- Task A
Repeat the lines of the extracted records below from the line that contains "Where can the front" through the end of the records, keeping both of those lines.

+++ Quoted text +++

The Company enters into offsetting or back-to-back positions using derivative financial instruments to manage price risk exposure in power and natural gas commodities created by certain fixed and variable pricing arrangements for different pricing indices and delivery points.

The Company assesses its commodity contracts and derivative instruments used to manage commodity risk to determine the appropriate accounting treatment. Contracts, with the exception of leases, have been assessed to determine whether they or certain aspects of them meet the definition of a derivative. Certain commodity purchase and sale contracts are derivatives but fair value accounting is not required, as they were entered into and continue to be held for the purpose of receipt or delivery in accordance with the Company's expected purchase, sale or usage requirements and are documented as such. In addition, fair value accounting is not required for other financial instruments that qualify for certain exemptions.

Natural Gas Storage Commodity Price Risk

TCPL manages its exposure to seasonal natural gas price spreads in its non-regulated Natural Gas Storage business by economically hedging storage capacity with a portfolio of third-party storage capacity contracts and proprietary natural gas purchases and sales. TCPL simultaneously enters into a forward purchase of natural gas for injection into storage and an offsetting forward sale of natural gas for withdrawal at a later period, thereby locking in future positive margins and effectively eliminating exposure to natural gas price movements. Fair value adjustments recorded each period on proprietary natural gas inventory in storage and on these forward contracts are not representative of the amounts that will be realized on settlement.

+++

- Task B
In the passage on commodity price risk, what does TCPL achieve by simultaneously entering into a forward purchase of natural gas for injection and an offsetting forward sale for later withdrawal?

+++ Dataset records +++

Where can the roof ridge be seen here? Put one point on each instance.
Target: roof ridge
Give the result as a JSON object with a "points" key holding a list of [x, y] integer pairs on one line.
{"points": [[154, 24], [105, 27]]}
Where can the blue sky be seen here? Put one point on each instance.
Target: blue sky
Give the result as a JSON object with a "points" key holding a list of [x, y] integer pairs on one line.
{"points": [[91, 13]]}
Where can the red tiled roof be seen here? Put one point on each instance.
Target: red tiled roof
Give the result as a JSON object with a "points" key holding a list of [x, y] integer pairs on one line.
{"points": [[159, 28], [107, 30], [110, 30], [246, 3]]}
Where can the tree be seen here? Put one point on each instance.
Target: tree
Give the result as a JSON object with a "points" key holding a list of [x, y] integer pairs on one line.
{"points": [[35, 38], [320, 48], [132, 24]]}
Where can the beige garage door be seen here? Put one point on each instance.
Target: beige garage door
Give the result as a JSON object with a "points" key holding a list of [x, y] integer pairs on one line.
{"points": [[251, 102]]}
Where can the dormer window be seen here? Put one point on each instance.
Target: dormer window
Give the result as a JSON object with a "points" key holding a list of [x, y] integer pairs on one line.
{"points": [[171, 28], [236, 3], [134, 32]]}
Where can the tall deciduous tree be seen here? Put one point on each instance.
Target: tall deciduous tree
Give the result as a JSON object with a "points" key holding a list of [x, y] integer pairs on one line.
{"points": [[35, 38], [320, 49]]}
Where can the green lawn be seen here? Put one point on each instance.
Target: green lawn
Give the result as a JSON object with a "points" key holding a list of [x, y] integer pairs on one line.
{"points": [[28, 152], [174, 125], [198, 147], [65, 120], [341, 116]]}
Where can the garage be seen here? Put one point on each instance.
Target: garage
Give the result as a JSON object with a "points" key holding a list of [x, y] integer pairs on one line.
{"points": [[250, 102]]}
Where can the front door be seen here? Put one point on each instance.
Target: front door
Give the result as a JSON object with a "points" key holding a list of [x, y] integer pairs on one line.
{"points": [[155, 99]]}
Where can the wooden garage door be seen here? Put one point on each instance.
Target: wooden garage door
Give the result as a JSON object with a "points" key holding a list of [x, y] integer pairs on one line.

+++

- Task result A
Where can the front door be seen here? Put one point on each instance.
Target: front door
Give the result as a JSON object with a "points" key holding a list of [x, y] integer pairs on one line.
{"points": [[155, 99]]}
Where can the wooden garage door be seen here? Put one point on each instance.
Target: wooden garage door
Give the result as a JSON object with a "points" key holding a list of [x, y] integer pairs on one line.

- Task result B
It locks in future positive margins and effectively eliminates exposure to natural gas price movements.